# Task material
-----
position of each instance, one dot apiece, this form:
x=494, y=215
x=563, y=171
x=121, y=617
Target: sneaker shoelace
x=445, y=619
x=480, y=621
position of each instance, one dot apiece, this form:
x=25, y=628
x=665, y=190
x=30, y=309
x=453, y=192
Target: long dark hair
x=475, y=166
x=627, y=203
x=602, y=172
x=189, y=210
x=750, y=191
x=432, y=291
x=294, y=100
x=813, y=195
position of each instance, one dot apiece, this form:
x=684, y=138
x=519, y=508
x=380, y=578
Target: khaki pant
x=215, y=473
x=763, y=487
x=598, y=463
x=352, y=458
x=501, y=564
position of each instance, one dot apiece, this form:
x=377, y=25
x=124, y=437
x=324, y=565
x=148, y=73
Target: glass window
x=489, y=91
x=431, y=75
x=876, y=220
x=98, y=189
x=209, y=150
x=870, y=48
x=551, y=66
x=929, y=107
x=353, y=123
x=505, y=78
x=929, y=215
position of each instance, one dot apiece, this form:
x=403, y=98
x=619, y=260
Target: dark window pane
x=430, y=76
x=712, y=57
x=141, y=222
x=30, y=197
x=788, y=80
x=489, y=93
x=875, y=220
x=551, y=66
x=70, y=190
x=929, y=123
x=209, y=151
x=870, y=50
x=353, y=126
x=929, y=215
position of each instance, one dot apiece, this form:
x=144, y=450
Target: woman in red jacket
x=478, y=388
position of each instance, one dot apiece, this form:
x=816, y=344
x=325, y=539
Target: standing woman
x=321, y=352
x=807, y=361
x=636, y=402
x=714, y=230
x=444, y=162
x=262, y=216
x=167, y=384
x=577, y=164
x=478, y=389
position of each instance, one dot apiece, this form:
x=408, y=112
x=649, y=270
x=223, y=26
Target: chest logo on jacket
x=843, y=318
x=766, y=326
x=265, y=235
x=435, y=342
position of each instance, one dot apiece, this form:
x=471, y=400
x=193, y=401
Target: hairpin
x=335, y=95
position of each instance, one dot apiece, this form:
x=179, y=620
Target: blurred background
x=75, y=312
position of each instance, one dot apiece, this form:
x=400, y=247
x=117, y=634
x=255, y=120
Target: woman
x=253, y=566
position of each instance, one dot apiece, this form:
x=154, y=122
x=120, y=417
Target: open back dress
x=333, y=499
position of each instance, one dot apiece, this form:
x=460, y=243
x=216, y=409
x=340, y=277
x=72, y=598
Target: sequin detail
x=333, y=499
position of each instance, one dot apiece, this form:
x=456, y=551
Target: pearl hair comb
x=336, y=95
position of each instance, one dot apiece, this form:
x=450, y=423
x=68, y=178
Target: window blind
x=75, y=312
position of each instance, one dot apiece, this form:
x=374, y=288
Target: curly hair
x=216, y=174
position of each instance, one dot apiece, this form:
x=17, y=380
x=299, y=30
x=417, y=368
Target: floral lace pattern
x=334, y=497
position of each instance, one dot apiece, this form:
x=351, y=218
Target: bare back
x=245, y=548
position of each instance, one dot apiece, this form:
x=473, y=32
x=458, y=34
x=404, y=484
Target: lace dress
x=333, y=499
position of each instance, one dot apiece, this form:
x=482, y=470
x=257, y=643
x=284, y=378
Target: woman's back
-----
# What to do
Reproduce all the rows above with each occurrence of "Target" changed to "Label", leaving every other character as it is.

# Finished task
position of each instance, one dot apiece, this form:
x=494, y=215
x=563, y=171
x=121, y=617
Label: sneaker shoelace
x=445, y=619
x=480, y=621
position of each instance, one dot apiece, this form:
x=25, y=628
x=665, y=190
x=30, y=309
x=453, y=192
Label: long dark hair
x=475, y=166
x=627, y=203
x=602, y=172
x=189, y=210
x=750, y=191
x=432, y=291
x=294, y=100
x=813, y=195
position of each instance, one dot apiece, this form:
x=684, y=138
x=519, y=508
x=380, y=578
Label: khaki pant
x=215, y=473
x=763, y=487
x=598, y=463
x=352, y=458
x=501, y=564
position of each instance, one dot apiece, this form:
x=377, y=25
x=124, y=437
x=324, y=565
x=148, y=73
Label: glass window
x=489, y=91
x=431, y=75
x=876, y=220
x=98, y=189
x=209, y=150
x=870, y=48
x=551, y=66
x=929, y=107
x=353, y=123
x=505, y=78
x=929, y=215
position of each instance, one dot apiece, this form:
x=403, y=98
x=619, y=260
Label: dark window pane
x=430, y=76
x=712, y=57
x=141, y=222
x=30, y=197
x=788, y=80
x=489, y=93
x=875, y=220
x=551, y=66
x=70, y=190
x=929, y=123
x=209, y=151
x=870, y=50
x=353, y=126
x=929, y=215
position of each instance, one dot apiece, this form:
x=144, y=450
Label: woman in red jacket
x=478, y=388
position of each instance, one dot apiece, this form:
x=816, y=344
x=325, y=539
Label: standing woman
x=321, y=352
x=807, y=361
x=636, y=402
x=714, y=230
x=444, y=162
x=262, y=216
x=167, y=384
x=577, y=164
x=478, y=389
position of each instance, one dot apiece, this form:
x=408, y=112
x=649, y=270
x=223, y=26
Label: chest logo on jacket
x=843, y=318
x=766, y=326
x=265, y=235
x=435, y=342
position of each instance, one dot apiece, this form:
x=471, y=400
x=193, y=401
Label: hairpin
x=335, y=95
position of each instance, one dot apiece, this form:
x=179, y=620
Label: blurred background
x=75, y=312
position of each instance, one dot apiece, this form:
x=400, y=247
x=117, y=634
x=255, y=120
Label: woman
x=253, y=566
position of each instance, one dot apiece, this form:
x=154, y=122
x=120, y=417
Label: open back dress
x=333, y=499
position of each instance, one dot apiece, this form:
x=460, y=243
x=216, y=409
x=340, y=277
x=72, y=598
Label: sequin detail
x=333, y=499
position of each instance, one dot apiece, this form:
x=456, y=551
Label: pearl hair comb
x=336, y=95
position of each instance, one dot apiece, this form:
x=450, y=423
x=68, y=178
Label: window blind
x=75, y=312
position of each instance, one dot apiece, this form:
x=374, y=288
Label: curly hair
x=216, y=174
position of each instance, one dot apiece, this form:
x=17, y=380
x=299, y=30
x=417, y=368
Label: floral lace pattern
x=334, y=497
position of each instance, one dot apiece, this form:
x=351, y=218
Label: bare back
x=245, y=548
position of each instance, one dot apiece, this form:
x=473, y=32
x=458, y=34
x=404, y=484
Label: lace dress
x=333, y=499
position of each instance, one dot apiece, this form:
x=482, y=470
x=257, y=643
x=284, y=378
Label: woman's back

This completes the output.